Information given ->
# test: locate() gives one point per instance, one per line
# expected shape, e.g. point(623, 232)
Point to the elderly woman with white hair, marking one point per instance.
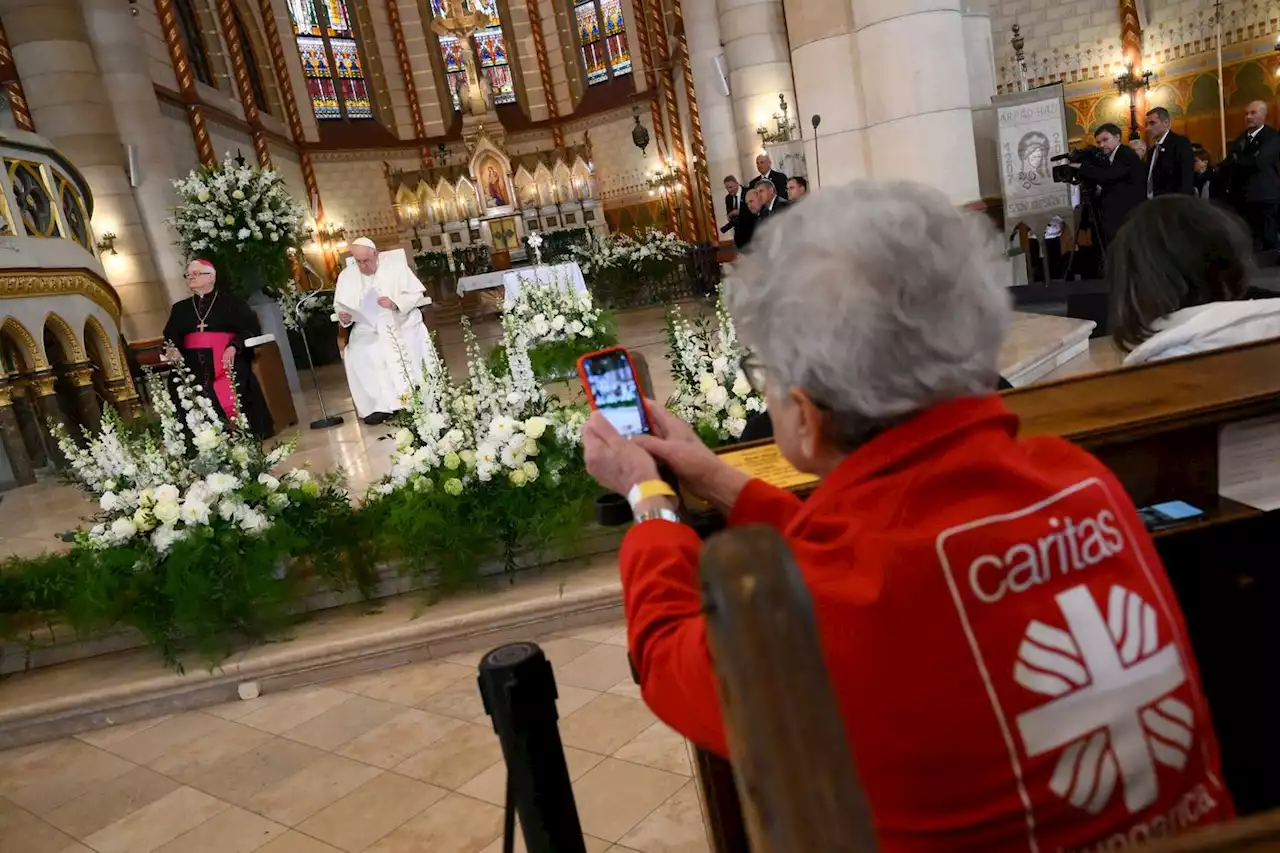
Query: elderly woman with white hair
point(1004, 644)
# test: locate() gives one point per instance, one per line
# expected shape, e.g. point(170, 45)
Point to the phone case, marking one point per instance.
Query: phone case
point(635, 378)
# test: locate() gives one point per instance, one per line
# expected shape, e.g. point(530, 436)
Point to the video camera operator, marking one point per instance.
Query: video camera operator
point(1118, 174)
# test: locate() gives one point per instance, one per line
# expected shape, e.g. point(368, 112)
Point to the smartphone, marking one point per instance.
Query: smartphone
point(613, 389)
point(1159, 516)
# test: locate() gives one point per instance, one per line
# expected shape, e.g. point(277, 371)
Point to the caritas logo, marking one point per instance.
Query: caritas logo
point(1077, 646)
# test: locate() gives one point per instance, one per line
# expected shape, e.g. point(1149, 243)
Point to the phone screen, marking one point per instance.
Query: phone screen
point(615, 391)
point(1169, 514)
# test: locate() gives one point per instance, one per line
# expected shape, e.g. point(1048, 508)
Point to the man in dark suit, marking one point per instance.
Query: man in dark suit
point(764, 165)
point(735, 203)
point(1120, 178)
point(771, 203)
point(1252, 168)
point(748, 217)
point(1170, 159)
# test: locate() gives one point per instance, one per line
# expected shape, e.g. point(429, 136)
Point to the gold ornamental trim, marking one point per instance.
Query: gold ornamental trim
point(68, 282)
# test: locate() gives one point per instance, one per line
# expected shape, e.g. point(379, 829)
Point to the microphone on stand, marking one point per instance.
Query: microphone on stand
point(817, 160)
point(327, 420)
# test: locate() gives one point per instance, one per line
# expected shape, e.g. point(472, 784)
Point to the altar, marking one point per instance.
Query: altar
point(512, 279)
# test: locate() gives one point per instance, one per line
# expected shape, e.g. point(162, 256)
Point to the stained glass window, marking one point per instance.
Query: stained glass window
point(616, 37)
point(489, 48)
point(492, 54)
point(589, 39)
point(455, 67)
point(192, 42)
point(330, 59)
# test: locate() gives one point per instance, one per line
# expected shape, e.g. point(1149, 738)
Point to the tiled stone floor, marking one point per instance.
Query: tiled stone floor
point(398, 761)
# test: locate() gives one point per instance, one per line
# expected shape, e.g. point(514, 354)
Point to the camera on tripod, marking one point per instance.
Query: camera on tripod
point(1064, 173)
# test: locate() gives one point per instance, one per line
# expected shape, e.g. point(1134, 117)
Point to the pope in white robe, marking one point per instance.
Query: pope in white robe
point(378, 299)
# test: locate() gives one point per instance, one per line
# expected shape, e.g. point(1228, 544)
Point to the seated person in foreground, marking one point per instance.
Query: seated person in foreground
point(1005, 647)
point(1179, 273)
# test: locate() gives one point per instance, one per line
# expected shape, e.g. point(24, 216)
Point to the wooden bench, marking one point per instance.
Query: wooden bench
point(1157, 427)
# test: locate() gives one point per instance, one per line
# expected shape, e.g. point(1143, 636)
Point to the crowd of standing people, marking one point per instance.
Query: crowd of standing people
point(768, 192)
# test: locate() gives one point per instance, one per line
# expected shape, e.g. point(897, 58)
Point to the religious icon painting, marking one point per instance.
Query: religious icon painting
point(35, 203)
point(73, 210)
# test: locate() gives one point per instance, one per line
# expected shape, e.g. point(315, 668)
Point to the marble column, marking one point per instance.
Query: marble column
point(48, 411)
point(28, 423)
point(69, 104)
point(87, 406)
point(824, 59)
point(122, 60)
point(716, 109)
point(915, 90)
point(981, 62)
point(12, 441)
point(754, 33)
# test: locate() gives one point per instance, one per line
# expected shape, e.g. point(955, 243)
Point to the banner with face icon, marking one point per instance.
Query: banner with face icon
point(1032, 132)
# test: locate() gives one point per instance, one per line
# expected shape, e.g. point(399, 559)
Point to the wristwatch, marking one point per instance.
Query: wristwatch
point(658, 515)
point(648, 489)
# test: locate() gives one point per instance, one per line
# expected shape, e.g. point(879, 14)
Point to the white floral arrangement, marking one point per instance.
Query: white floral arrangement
point(712, 392)
point(552, 313)
point(240, 217)
point(599, 252)
point(490, 428)
point(199, 470)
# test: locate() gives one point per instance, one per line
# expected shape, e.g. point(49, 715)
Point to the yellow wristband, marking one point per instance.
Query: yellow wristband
point(648, 489)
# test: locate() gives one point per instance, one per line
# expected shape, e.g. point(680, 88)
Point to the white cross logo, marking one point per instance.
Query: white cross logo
point(1112, 711)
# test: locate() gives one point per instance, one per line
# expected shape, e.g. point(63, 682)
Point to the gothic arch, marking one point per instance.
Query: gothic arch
point(62, 329)
point(97, 345)
point(24, 345)
point(248, 17)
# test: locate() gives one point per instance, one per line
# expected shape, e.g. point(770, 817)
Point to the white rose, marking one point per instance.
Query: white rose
point(222, 483)
point(195, 511)
point(123, 529)
point(208, 439)
point(167, 511)
point(254, 521)
point(144, 520)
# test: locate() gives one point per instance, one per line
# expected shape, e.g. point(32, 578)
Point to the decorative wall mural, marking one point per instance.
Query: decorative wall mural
point(73, 211)
point(35, 203)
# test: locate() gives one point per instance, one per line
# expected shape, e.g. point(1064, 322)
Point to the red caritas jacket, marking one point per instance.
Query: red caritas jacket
point(1008, 653)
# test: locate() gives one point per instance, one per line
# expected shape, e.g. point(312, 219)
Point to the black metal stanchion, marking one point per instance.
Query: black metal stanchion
point(519, 692)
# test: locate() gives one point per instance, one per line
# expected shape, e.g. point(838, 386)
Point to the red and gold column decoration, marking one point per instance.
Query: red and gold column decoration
point(650, 74)
point(544, 71)
point(1130, 35)
point(666, 77)
point(702, 177)
point(415, 110)
point(291, 106)
point(231, 35)
point(13, 86)
point(186, 82)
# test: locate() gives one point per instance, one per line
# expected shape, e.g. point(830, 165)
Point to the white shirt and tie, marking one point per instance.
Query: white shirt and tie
point(1151, 165)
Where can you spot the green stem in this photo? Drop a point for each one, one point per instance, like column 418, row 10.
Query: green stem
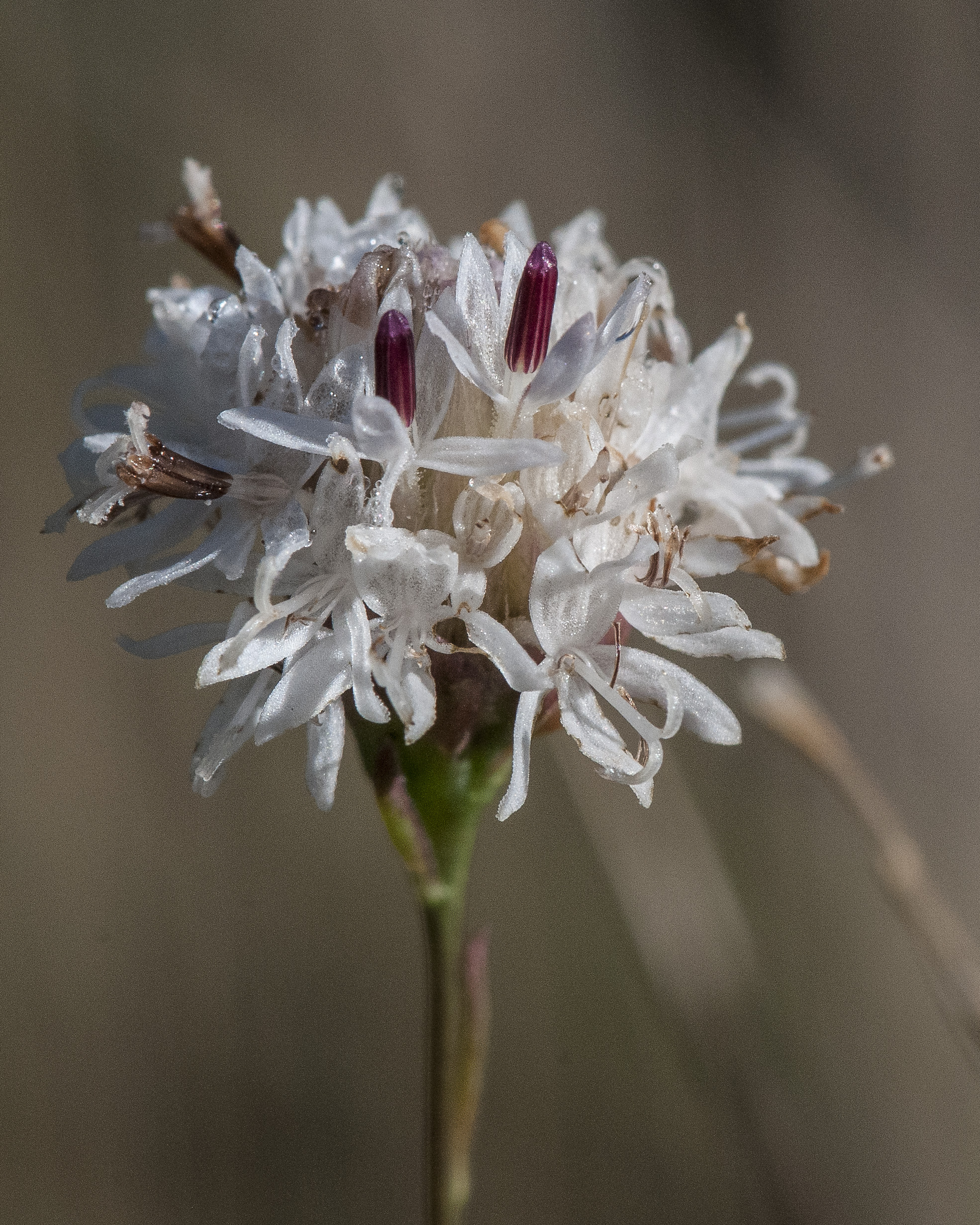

Task requirements ->
Return each line of the data where the word "green" appears.

Result for this exercise ->
Where can you spot the green stem in this photo? Drop a point for each one, one point per instance, like column 418, row 10.
Query: green stem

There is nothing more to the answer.